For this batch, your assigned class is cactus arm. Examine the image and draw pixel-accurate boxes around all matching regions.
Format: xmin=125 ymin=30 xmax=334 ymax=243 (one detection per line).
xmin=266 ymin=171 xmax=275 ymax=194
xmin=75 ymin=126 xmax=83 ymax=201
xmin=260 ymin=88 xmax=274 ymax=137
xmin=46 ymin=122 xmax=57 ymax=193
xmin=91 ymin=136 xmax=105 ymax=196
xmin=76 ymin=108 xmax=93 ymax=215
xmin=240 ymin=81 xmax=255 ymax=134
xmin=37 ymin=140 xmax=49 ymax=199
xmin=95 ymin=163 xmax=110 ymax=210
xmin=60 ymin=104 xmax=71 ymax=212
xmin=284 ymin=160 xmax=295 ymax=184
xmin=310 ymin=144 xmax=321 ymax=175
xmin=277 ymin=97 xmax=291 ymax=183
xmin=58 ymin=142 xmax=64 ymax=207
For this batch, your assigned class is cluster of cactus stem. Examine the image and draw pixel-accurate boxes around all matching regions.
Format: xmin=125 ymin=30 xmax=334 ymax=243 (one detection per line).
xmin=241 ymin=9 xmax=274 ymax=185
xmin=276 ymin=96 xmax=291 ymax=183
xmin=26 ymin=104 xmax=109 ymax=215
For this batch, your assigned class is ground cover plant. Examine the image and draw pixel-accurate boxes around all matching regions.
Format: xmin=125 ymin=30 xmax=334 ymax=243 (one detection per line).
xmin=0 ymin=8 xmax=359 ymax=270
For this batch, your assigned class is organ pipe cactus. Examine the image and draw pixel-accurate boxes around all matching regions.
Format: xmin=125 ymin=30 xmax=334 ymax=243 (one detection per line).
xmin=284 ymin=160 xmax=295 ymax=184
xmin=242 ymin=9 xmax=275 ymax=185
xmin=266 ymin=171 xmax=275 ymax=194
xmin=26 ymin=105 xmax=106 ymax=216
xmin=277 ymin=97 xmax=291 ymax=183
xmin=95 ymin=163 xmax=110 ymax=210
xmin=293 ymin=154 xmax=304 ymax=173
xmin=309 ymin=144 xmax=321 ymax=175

#####

Activity: Your reply must repeat the records above exactly and in full.

Result of this task:
For this batch, your assigned class is cactus arm. Examine the image and draw pixel-accurate boxes around all matching regions.
Format: xmin=125 ymin=30 xmax=334 ymax=243 (one detection per line).
xmin=266 ymin=171 xmax=275 ymax=194
xmin=75 ymin=126 xmax=83 ymax=201
xmin=260 ymin=88 xmax=274 ymax=137
xmin=46 ymin=122 xmax=57 ymax=193
xmin=91 ymin=136 xmax=105 ymax=196
xmin=76 ymin=108 xmax=93 ymax=215
xmin=240 ymin=81 xmax=255 ymax=134
xmin=37 ymin=140 xmax=49 ymax=199
xmin=95 ymin=163 xmax=110 ymax=210
xmin=60 ymin=104 xmax=71 ymax=212
xmin=284 ymin=160 xmax=295 ymax=184
xmin=310 ymin=144 xmax=321 ymax=175
xmin=277 ymin=97 xmax=291 ymax=183
xmin=58 ymin=142 xmax=64 ymax=207
For this batch, your assigned class is cluster of cactus stem. Examine the image and draw pixel-accurate boxes around all matching regions.
Format: xmin=125 ymin=30 xmax=334 ymax=243 (one detection per line).
xmin=241 ymin=9 xmax=274 ymax=185
xmin=276 ymin=96 xmax=291 ymax=183
xmin=26 ymin=104 xmax=109 ymax=215
For this batch, your assigned class is ground cover plant. Examine the image and draw pixel-accurate boxes around all matching regions.
Format: xmin=125 ymin=30 xmax=334 ymax=243 (one detection per line).
xmin=0 ymin=8 xmax=359 ymax=270
For this batch, your assigned class is organ pipe cactus. Examine the image and draw pixel-accurate boxes around all matching regions.
Format: xmin=125 ymin=30 xmax=334 ymax=243 (one detection per line).
xmin=284 ymin=160 xmax=295 ymax=184
xmin=242 ymin=9 xmax=275 ymax=185
xmin=266 ymin=171 xmax=275 ymax=194
xmin=26 ymin=105 xmax=106 ymax=216
xmin=277 ymin=97 xmax=291 ymax=183
xmin=95 ymin=163 xmax=110 ymax=210
xmin=293 ymin=154 xmax=304 ymax=173
xmin=309 ymin=144 xmax=321 ymax=175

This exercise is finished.